[Text-to-region grounding data]
=== Section Start ===
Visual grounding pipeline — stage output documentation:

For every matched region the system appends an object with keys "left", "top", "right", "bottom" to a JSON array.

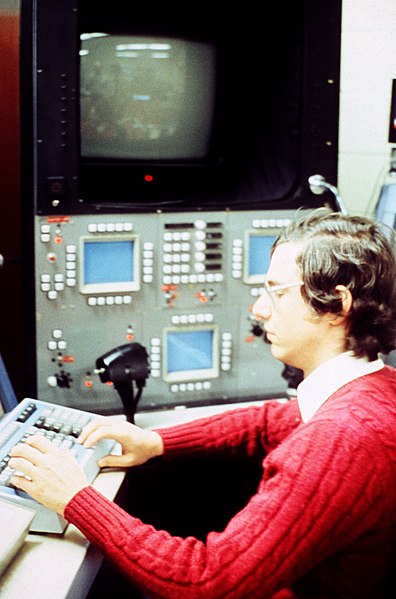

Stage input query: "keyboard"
[{"left": 0, "top": 397, "right": 118, "bottom": 534}]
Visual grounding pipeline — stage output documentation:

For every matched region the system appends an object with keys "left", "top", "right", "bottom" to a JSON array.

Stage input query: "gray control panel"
[{"left": 33, "top": 209, "right": 303, "bottom": 414}]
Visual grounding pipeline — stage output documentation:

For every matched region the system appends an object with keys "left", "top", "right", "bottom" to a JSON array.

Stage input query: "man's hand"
[
  {"left": 78, "top": 416, "right": 164, "bottom": 468},
  {"left": 9, "top": 434, "right": 90, "bottom": 516}
]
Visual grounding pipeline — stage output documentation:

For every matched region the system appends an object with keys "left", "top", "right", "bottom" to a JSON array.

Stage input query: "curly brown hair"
[{"left": 273, "top": 208, "right": 396, "bottom": 360}]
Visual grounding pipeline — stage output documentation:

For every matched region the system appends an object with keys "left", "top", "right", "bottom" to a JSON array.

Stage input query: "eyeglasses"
[{"left": 262, "top": 280, "right": 304, "bottom": 308}]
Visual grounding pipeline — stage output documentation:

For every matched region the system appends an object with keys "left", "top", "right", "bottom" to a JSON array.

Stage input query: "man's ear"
[{"left": 334, "top": 284, "right": 353, "bottom": 317}]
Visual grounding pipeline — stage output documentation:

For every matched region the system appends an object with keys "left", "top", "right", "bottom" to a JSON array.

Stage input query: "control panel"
[{"left": 33, "top": 209, "right": 305, "bottom": 414}]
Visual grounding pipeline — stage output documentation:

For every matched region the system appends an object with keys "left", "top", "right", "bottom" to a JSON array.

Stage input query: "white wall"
[{"left": 338, "top": 0, "right": 396, "bottom": 217}]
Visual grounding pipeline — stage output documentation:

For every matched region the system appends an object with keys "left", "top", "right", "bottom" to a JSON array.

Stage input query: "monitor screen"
[
  {"left": 163, "top": 326, "right": 219, "bottom": 383},
  {"left": 80, "top": 34, "right": 217, "bottom": 161},
  {"left": 79, "top": 236, "right": 140, "bottom": 294},
  {"left": 244, "top": 231, "right": 278, "bottom": 284}
]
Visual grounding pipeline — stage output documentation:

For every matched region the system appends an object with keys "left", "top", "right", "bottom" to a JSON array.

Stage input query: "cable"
[{"left": 308, "top": 174, "right": 348, "bottom": 215}]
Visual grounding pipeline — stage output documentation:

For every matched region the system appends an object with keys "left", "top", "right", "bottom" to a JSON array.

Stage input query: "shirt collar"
[{"left": 297, "top": 352, "right": 384, "bottom": 422}]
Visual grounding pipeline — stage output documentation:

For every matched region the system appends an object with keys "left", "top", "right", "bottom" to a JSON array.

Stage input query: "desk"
[
  {"left": 0, "top": 400, "right": 275, "bottom": 598},
  {"left": 0, "top": 468, "right": 125, "bottom": 599}
]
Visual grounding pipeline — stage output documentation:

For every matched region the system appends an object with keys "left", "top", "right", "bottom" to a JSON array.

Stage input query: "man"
[{"left": 9, "top": 208, "right": 396, "bottom": 598}]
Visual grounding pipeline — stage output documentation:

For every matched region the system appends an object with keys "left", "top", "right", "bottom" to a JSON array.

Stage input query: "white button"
[
  {"left": 58, "top": 340, "right": 67, "bottom": 350},
  {"left": 53, "top": 329, "right": 63, "bottom": 339},
  {"left": 47, "top": 290, "right": 57, "bottom": 300},
  {"left": 194, "top": 220, "right": 206, "bottom": 230},
  {"left": 47, "top": 341, "right": 57, "bottom": 350},
  {"left": 47, "top": 375, "right": 57, "bottom": 387}
]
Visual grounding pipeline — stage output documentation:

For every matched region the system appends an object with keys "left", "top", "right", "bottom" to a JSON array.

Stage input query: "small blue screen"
[
  {"left": 84, "top": 240, "right": 134, "bottom": 284},
  {"left": 167, "top": 330, "right": 213, "bottom": 373},
  {"left": 248, "top": 235, "right": 276, "bottom": 276}
]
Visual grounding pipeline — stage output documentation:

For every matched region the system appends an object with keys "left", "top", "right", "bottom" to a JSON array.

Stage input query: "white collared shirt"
[{"left": 297, "top": 352, "right": 384, "bottom": 423}]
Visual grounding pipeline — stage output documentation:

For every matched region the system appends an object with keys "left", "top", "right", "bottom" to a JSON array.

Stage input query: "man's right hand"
[{"left": 78, "top": 417, "right": 164, "bottom": 468}]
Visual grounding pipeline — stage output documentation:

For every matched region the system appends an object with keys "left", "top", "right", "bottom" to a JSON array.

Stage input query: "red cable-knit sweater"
[{"left": 65, "top": 367, "right": 396, "bottom": 598}]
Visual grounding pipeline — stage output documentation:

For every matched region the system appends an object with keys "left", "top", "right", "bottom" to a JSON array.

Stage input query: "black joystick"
[{"left": 95, "top": 343, "right": 150, "bottom": 423}]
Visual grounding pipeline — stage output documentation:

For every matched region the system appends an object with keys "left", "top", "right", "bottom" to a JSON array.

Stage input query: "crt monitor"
[
  {"left": 79, "top": 235, "right": 140, "bottom": 295},
  {"left": 80, "top": 34, "right": 216, "bottom": 162},
  {"left": 79, "top": 28, "right": 221, "bottom": 205},
  {"left": 23, "top": 0, "right": 342, "bottom": 214},
  {"left": 243, "top": 230, "right": 278, "bottom": 285},
  {"left": 163, "top": 325, "right": 219, "bottom": 383}
]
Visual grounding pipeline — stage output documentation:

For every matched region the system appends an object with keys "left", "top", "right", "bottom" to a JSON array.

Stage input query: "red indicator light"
[
  {"left": 144, "top": 174, "right": 154, "bottom": 182},
  {"left": 84, "top": 380, "right": 93, "bottom": 388}
]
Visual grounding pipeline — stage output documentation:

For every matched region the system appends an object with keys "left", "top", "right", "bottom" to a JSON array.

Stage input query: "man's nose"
[{"left": 252, "top": 293, "right": 271, "bottom": 320}]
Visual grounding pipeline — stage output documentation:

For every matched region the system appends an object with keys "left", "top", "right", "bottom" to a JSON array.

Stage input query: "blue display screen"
[
  {"left": 84, "top": 240, "right": 134, "bottom": 284},
  {"left": 166, "top": 330, "right": 213, "bottom": 374},
  {"left": 248, "top": 235, "right": 276, "bottom": 276}
]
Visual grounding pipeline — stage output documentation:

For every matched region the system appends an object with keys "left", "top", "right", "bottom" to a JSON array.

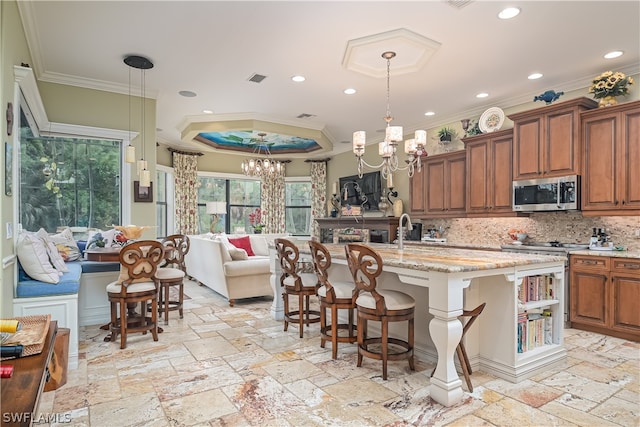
=== Section End ===
§ **WORK ORDER**:
Exactly reproduce each record, leaving out any pictures.

§ **ANSWER TO THIS EXERCISE**:
Visual grounding pipeline — stage output documentation:

For every matched region the system appends an object with keys "left", "top", "right", "bottom" to a JSON array.


Stage input query: "keyboard"
[{"left": 0, "top": 397, "right": 118, "bottom": 534}]
Visual grounding pipeline — stage output documentation:

For every matched region the system appends an object with keys "left", "top", "right", "bottom" to a JSON array.

Stage input query: "gray control panel"
[{"left": 33, "top": 209, "right": 303, "bottom": 414}]
Visual grounding pipeline — stage output documentation:

For every matched region the system appends an object with keys "left", "top", "right", "bottom" to a JSON array.

Stage input query: "man's hand"
[
  {"left": 78, "top": 416, "right": 164, "bottom": 468},
  {"left": 9, "top": 434, "right": 90, "bottom": 516}
]
Visual grounding pipeline — stage output documentation:

For every matched region the system appends an object with keys "left", "top", "right", "bottom" to a JSON array.

Stage input query: "curly brown hair"
[{"left": 273, "top": 208, "right": 396, "bottom": 360}]
Visual grounding pipeline — stage output documentation:

For every matched region the system appends an object with keys "left", "top", "right", "bottom" to a JSON array.

Stage input query: "eyeglasses"
[{"left": 262, "top": 280, "right": 304, "bottom": 308}]
Visual grounding pipeline — stage output documentation:

For every matched region the system appends an object with keys "left", "top", "right", "bottom" to a JSON array.

Stage input query: "man's ear"
[{"left": 334, "top": 284, "right": 353, "bottom": 317}]
Visual grounding pipeline — stage output documentation:

For every matched region the system appends an object with keys "left", "top", "right", "bottom" to a JSON array.

Stage input query: "control panel"
[{"left": 33, "top": 209, "right": 305, "bottom": 414}]
Visual grounding pipeline — stage output documentation:

For every matched region the system appends an object with keys "left", "top", "right", "bottom" to a JSON array.

Stage input query: "white wall"
[{"left": 338, "top": 0, "right": 396, "bottom": 217}]
Visual grounding pipeline — stage output documentation:

For every matched region the system appends an object with keys "left", "top", "right", "bottom" to a JSON array.

Stage input query: "monitor screen"
[
  {"left": 163, "top": 326, "right": 219, "bottom": 383},
  {"left": 80, "top": 34, "right": 217, "bottom": 161},
  {"left": 79, "top": 236, "right": 140, "bottom": 294},
  {"left": 244, "top": 231, "right": 278, "bottom": 284}
]
Visual grounding pipeline — stage output documentation:

For every matched region the system appends an object with keys "left", "top", "right", "bottom" to a JSON array.

Stage input query: "cable"
[{"left": 308, "top": 174, "right": 348, "bottom": 215}]
Visual grounding pipeline — stage output documentation:

For every matched region the system appends an object with keys "left", "top", "right", "bottom" to a JSON array.

Stage input query: "shirt collar"
[{"left": 297, "top": 352, "right": 384, "bottom": 422}]
Visual grounding pipeline — stage output documentation:

For every matched region the system appends an object with keys "left", "top", "right", "bottom" to a JSON array.

Stage input query: "desk"
[
  {"left": 0, "top": 400, "right": 275, "bottom": 598},
  {"left": 0, "top": 468, "right": 125, "bottom": 599}
]
Visual grounding pipeline — stage output documentation:

For every matched region the system appends an object with keys "left", "top", "right", "bottom" to a JSON array.

Stage input query: "man"
[{"left": 9, "top": 208, "right": 396, "bottom": 598}]
Visual grounding pipeline — stage output documentation:

For every matched region the system appends an object with keys "left", "top", "right", "bottom" to a JSON array.

Stage input query: "white button"
[
  {"left": 58, "top": 340, "right": 67, "bottom": 350},
  {"left": 53, "top": 329, "right": 63, "bottom": 339},
  {"left": 47, "top": 290, "right": 57, "bottom": 300},
  {"left": 194, "top": 220, "right": 206, "bottom": 230},
  {"left": 47, "top": 341, "right": 57, "bottom": 350},
  {"left": 47, "top": 375, "right": 57, "bottom": 387}
]
Visual grounding pipeline — stage output documentation:

For every matched region the system appends an object with keys "left", "top", "right", "bottom" to a JSON array.

Stage input query: "small blue screen"
[
  {"left": 84, "top": 240, "right": 134, "bottom": 284},
  {"left": 167, "top": 330, "right": 213, "bottom": 373},
  {"left": 248, "top": 235, "right": 276, "bottom": 276}
]
Visual grounding pipeline — stage output documentation:

For every matched region the system appends an object with keys "left", "top", "right", "bottom" to a JSON array.

Stage input query: "white collared shirt"
[{"left": 297, "top": 352, "right": 384, "bottom": 423}]
Visual grounding pipeline — stage output documentation:

For every matched region the system appends an object with keys "left", "top", "right", "bottom" to a JSON array.

Stage input query: "man's right hand"
[{"left": 78, "top": 417, "right": 164, "bottom": 468}]
Visual grounding pipeline — stage output documentation:

For every matched region the system appends an object with keys "left", "top", "right", "bottom" to a JSON array.

Stage input query: "red cable-knit sweater"
[{"left": 65, "top": 367, "right": 396, "bottom": 598}]
Visual grounding pipeline — stage output documentation:

For every matched region the system appends an object with keys "left", "top", "right", "bottom" to a JSON array.

Stage input query: "black joystick"
[{"left": 95, "top": 343, "right": 150, "bottom": 423}]
Visual grounding pipeline — stage output documentation:

For every matched region the system appends an object with keys "left", "top", "right", "bottom" to a JSON array.

Stage input query: "crt monitor"
[
  {"left": 79, "top": 235, "right": 140, "bottom": 295},
  {"left": 80, "top": 34, "right": 216, "bottom": 162},
  {"left": 79, "top": 28, "right": 221, "bottom": 205},
  {"left": 23, "top": 0, "right": 342, "bottom": 214},
  {"left": 243, "top": 230, "right": 278, "bottom": 285},
  {"left": 163, "top": 325, "right": 219, "bottom": 383}
]
Visual grounding pipeline — stage output documentation:

For every matched region the system appends an object with keys "left", "top", "right", "bottom" to a JSON array.

Stage input query: "red indicator light"
[
  {"left": 144, "top": 174, "right": 154, "bottom": 182},
  {"left": 84, "top": 380, "right": 93, "bottom": 388}
]
Visual grounding pipeline — stage output documentation:

For every matched region the system appends an object with keys "left", "top", "right", "bottom" to a JSON array.

Stage input query: "man's nose"
[{"left": 252, "top": 293, "right": 271, "bottom": 320}]
Visual grounding pipeline — stage output documentation:

For every matched region the system appends an object with keys "left", "top", "right", "bottom" to a JSON array.

Stage input query: "blue display screen"
[
  {"left": 84, "top": 240, "right": 134, "bottom": 284},
  {"left": 166, "top": 330, "right": 213, "bottom": 374},
  {"left": 248, "top": 235, "right": 276, "bottom": 276}
]
Visual grounding pipeline — stage output documentation:

For every matched region the system appends an object with keys "left", "top", "right", "bottom" to a JSON array.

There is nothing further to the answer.